Ist ein Kompromiss zwischen "Volksrepubliken" und Kiew möglich?
Politologen aus Lugansk über mögliche Kompromisse mit der Ukraine. Telepolis berichtet aus dem Donbass - Teil 3
Am 14. Februar wurde auf der Website der Münchner Sicherheitskonferenz ein Plan veröffentlicht, wie man in "zwölf Schritten" zum Frieden in der Ostukraine kommen kann.
Der Plan war unterzeichnet vom Leiter der Münchner Sicherheitskonferenz, Wolfgang Ischinger, dem ehemaligen Verteidigungsminister Großbritanniens, Des Browne (unter Tony Blair zwei Jahre Verteidigungsminister), Igor Iwanow (von 1998 bis 2004 russischer Außenminister) und anderen Politikern und Sicherheitsexperten aus Europa und den USA.
Der Plan, der zwischenzeitlich von der Website verschwand, Samstagnacht dann aber wieder online war, sieht vor, dass das ukrainisch-russische "Zentrum für die Kontrolle und Koordination" des Waffenstillstands seine Arbeit wieder aufnimmt. Die russischen Offiziere hatten das Joint Centre for Control and Coordination (JCCC) 2017 verlassen.
Außerdem sieht der Plan vor, dass die Verteidigungsministerien von Frankreich, Russland, Deutschland und der Ukraine Arbeitsgruppen bilden, "um das JCCC zu unterstützen". Die Zahl der Grenzkontrollpunkte zwischen der Ukraine und den "Volksrepubliken" soll erhöht werden.

Gegebene Zeilen -
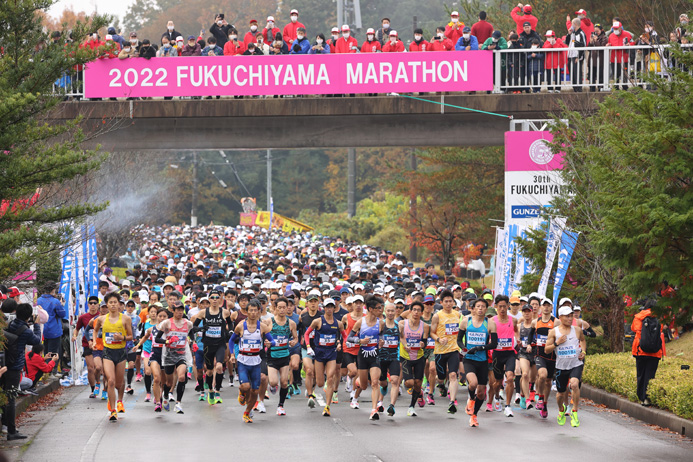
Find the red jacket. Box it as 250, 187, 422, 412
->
26, 352, 55, 382
510, 6, 539, 35
472, 19, 493, 45
544, 38, 568, 69
630, 309, 667, 359
428, 38, 455, 51
330, 36, 359, 53
361, 40, 382, 53
409, 40, 431, 51
383, 40, 404, 53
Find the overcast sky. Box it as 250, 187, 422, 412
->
49, 0, 135, 22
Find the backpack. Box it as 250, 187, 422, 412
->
640, 316, 662, 353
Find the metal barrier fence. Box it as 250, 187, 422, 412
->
53, 45, 693, 99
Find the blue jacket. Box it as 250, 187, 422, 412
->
36, 294, 66, 338
289, 37, 310, 55
455, 35, 479, 51
5, 320, 41, 371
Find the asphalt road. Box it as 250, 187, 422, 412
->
12, 382, 693, 462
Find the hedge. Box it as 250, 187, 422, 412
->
582, 353, 693, 419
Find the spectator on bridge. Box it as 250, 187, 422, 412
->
222, 27, 245, 56
181, 35, 202, 56
209, 13, 233, 47
510, 3, 539, 34
445, 11, 464, 43
202, 37, 224, 56
161, 21, 183, 45
565, 9, 594, 37
243, 19, 257, 47
282, 8, 310, 44
289, 27, 310, 55
361, 28, 383, 53
472, 11, 493, 43
308, 34, 330, 55
375, 18, 390, 47
429, 26, 455, 51
455, 26, 479, 51
409, 29, 431, 51
140, 39, 156, 59
335, 24, 359, 53
543, 30, 568, 93
156, 37, 178, 58
383, 30, 404, 53
107, 27, 126, 50
262, 16, 282, 43
566, 18, 587, 92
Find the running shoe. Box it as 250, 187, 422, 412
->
570, 411, 580, 427
465, 399, 476, 415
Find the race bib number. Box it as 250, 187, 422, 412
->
207, 326, 221, 338
383, 335, 399, 348
467, 332, 486, 347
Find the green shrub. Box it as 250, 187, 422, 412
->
582, 353, 693, 419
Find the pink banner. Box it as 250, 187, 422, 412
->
84, 51, 493, 98
505, 131, 563, 172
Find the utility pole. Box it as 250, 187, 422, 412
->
267, 149, 272, 212
190, 152, 197, 227
347, 148, 356, 218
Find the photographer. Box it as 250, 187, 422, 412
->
0, 303, 41, 441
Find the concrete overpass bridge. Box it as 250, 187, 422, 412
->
50, 91, 605, 152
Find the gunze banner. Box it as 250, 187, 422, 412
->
84, 51, 493, 98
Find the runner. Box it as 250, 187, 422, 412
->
348, 296, 385, 420
267, 297, 298, 416
460, 298, 498, 427
545, 306, 587, 427
94, 292, 132, 422
431, 290, 460, 414
156, 302, 193, 414
229, 299, 276, 423
398, 301, 431, 417
304, 298, 343, 417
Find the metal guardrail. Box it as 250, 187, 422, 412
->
53, 45, 693, 99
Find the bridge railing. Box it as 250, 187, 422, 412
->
53, 45, 693, 99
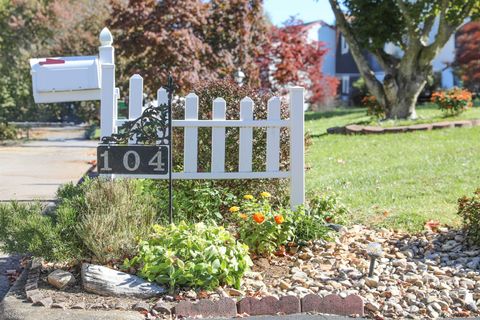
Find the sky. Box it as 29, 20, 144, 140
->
264, 0, 335, 25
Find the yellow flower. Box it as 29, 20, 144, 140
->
228, 206, 240, 213
260, 191, 272, 198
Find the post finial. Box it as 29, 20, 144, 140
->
100, 27, 113, 46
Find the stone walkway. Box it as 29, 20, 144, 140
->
0, 140, 98, 201
0, 252, 20, 301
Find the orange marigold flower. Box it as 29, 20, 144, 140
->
253, 212, 265, 223
273, 215, 285, 224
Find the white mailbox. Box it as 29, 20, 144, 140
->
30, 56, 101, 103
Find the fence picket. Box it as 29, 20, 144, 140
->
238, 97, 253, 172
267, 97, 280, 172
212, 98, 226, 172
183, 93, 198, 172
128, 74, 143, 144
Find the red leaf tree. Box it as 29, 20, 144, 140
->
257, 19, 338, 104
455, 21, 480, 92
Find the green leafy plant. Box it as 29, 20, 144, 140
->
0, 122, 17, 141
431, 88, 473, 116
457, 188, 480, 244
124, 222, 252, 291
229, 192, 294, 255
0, 202, 71, 261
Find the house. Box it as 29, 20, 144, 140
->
305, 20, 458, 101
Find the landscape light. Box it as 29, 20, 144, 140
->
233, 68, 245, 86
367, 242, 383, 277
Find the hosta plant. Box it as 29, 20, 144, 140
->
124, 222, 252, 291
431, 88, 473, 115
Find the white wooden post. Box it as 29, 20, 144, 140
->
289, 87, 305, 210
266, 97, 280, 172
183, 93, 198, 172
238, 97, 253, 172
212, 98, 227, 172
99, 28, 117, 139
128, 74, 143, 143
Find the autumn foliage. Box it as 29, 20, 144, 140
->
258, 20, 338, 103
431, 88, 473, 115
455, 21, 480, 92
110, 0, 338, 103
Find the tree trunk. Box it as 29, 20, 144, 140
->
383, 72, 427, 119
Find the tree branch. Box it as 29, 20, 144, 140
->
329, 0, 385, 105
396, 0, 418, 38
420, 0, 463, 64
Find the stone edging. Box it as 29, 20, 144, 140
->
327, 119, 480, 134
9, 258, 364, 320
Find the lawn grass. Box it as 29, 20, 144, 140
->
306, 108, 480, 231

Gestellte Aufgabe 1 - An welchem Tag wurde laut Lesetext der Zwölf-Schritte-Plan auf der Website der Münchner Sicherheitskonferenz veröffentlicht?
Gestellte Aufgabe 2 - Setze bitte die gegebenen Zeilen von der Zeile mit „Find the white wooden“ bis einschließlich der letzten gegebenen Zeile als Markdown-Tabelle mit den Spalten „Nr.“ und „Inhalt“ um und lass Leerzeilen weg.
Lesetext und Zeilen haben unterschiedliche Quellen.

Vollständige Ausgabe 1 - Am 14. Februar.

Vollständige Ausgabe 2 -
| Nr. | Inhalt |
|---|---|
| 1 | Find the white wooden post. Box it as 29, 20, 144, 140 |
| 2 | -> |
| 3 | 289, 87, 305, 210 |
| 4 | 266, 97, 280, 172 |
| 5 | 183, 93, 198, 172 |
| 6 | 238, 97, 253, 172 |
| 7 | 212, 98, 227, 172 |
| 8 | 99, 28, 117, 139 |
| 9 | 128, 74, 143, 143 |
| 10 | Find the autumn foliage. Box it as 29, 20, 144, 140 |
| 11 | -> |
| 12 | 258, 20, 338, 103 |
| 13 | 431, 88, 473, 115 |
| 14 | 455, 21, 480, 92 |
| 15 | 110, 0, 338, 103 |
| 16 | Find the tree trunk. Box it as 29, 20, 144, 140 |
| 17 | -> |
| 18 | 383, 72, 427, 119 |
| 19 | Find the tree branch. Box it as 29, 20, 144, 140 |
| 20 | -> |
| 21 | 329, 0, 385, 105 |
| 22 | 396, 0, 418, 38 |
| 23 | 420, 0, 463, 64 |
| 24 | Find the stone edging. Box it as 29, 20, 144, 140 |
| 25 | -> |
| 26 | 327, 119, 480, 134 |
| 27 | 9, 258, 364, 320 |
| 28 | Find the lawn grass. Box it as 29, 20, 144, 140 |
| 29 | -> |
| 30 | 306, 108, 480, 231 |